━━━ Materials provided

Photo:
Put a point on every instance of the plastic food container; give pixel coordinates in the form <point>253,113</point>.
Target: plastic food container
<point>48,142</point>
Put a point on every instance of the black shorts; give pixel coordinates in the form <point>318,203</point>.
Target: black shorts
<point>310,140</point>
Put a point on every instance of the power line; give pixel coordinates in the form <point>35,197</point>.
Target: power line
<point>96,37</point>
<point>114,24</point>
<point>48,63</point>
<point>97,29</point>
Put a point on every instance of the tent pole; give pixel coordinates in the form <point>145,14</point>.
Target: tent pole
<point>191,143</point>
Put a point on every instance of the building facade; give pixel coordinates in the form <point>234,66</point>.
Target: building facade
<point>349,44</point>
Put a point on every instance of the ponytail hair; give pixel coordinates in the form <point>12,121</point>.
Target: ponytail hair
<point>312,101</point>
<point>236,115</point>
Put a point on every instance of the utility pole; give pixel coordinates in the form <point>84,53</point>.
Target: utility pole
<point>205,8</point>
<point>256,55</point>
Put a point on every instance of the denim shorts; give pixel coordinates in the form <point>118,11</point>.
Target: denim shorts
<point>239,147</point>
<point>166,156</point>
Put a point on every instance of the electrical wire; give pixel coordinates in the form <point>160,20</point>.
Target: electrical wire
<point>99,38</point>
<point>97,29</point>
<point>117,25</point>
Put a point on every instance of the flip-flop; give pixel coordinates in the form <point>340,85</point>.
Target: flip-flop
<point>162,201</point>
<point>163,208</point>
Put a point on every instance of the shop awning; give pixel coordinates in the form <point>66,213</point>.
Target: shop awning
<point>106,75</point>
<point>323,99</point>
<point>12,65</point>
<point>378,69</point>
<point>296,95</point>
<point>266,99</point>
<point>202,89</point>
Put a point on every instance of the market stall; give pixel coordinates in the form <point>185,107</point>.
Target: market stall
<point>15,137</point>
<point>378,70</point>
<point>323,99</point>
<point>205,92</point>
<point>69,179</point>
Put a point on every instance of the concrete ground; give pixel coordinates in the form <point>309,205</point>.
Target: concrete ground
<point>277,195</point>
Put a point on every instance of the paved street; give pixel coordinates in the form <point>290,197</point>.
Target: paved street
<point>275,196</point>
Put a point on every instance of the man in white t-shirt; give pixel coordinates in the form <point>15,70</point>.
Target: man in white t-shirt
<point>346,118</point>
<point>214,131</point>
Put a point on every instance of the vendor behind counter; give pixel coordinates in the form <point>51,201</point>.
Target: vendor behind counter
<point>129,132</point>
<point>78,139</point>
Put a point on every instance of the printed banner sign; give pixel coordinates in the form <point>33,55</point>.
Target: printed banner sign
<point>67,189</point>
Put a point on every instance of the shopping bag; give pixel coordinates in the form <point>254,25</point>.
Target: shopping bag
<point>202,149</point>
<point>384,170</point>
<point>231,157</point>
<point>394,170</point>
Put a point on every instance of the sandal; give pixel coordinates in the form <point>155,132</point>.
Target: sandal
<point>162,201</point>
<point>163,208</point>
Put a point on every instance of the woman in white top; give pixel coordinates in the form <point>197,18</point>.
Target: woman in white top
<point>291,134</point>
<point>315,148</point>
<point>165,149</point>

━━━━━━

* _Instruction_: In the entries above, find the line containing "Put a point on every instance of the shop awning;". Set down that line and every line after it through the last one, exactly and alone.

* _The completed task_:
Put a point on every instance of the shop awning; give pixel coordinates in the form <point>66,213</point>.
Target: shop awning
<point>106,75</point>
<point>323,99</point>
<point>12,65</point>
<point>378,69</point>
<point>296,95</point>
<point>266,99</point>
<point>202,89</point>
Put a point on every instance of the market stall; give pixel coordinates in the form <point>185,107</point>.
Target: market stall
<point>15,137</point>
<point>378,70</point>
<point>323,99</point>
<point>205,92</point>
<point>69,179</point>
Put a point on every instance of the concrete ground; give pixel coordinates in the form <point>309,205</point>.
Target: concrete ground
<point>277,195</point>
Put a point on every instance of the paved street; give pixel coordinates in the form <point>290,197</point>.
Target: paved street
<point>275,196</point>
Put a point on every instance of the man in white t-shirt; give pixel coordinates in the form <point>15,70</point>.
Target: man in white t-shirt
<point>346,118</point>
<point>214,131</point>
Put a point on every instance of the vendor behind counter; give pixel coordinates in the form <point>51,201</point>.
Target: vendor behind counter
<point>129,132</point>
<point>78,139</point>
Put a point on every instance of the printed banner sign; give pixel coordinates in the form <point>33,55</point>.
Target: printed banner sign
<point>67,189</point>
Put a point on every instance of the shopping bag; give pixel coordinates in the form <point>254,25</point>.
Target: shopping bag
<point>202,149</point>
<point>384,170</point>
<point>231,157</point>
<point>394,170</point>
Put a point on every instance of the sandal; give pixel coordinates in the form <point>155,132</point>.
Target: sandal
<point>162,201</point>
<point>163,208</point>
Put a point on every instance of the woman in white top; give pixel coordinates in the form <point>197,18</point>.
Target: woman in white top
<point>291,134</point>
<point>315,148</point>
<point>165,149</point>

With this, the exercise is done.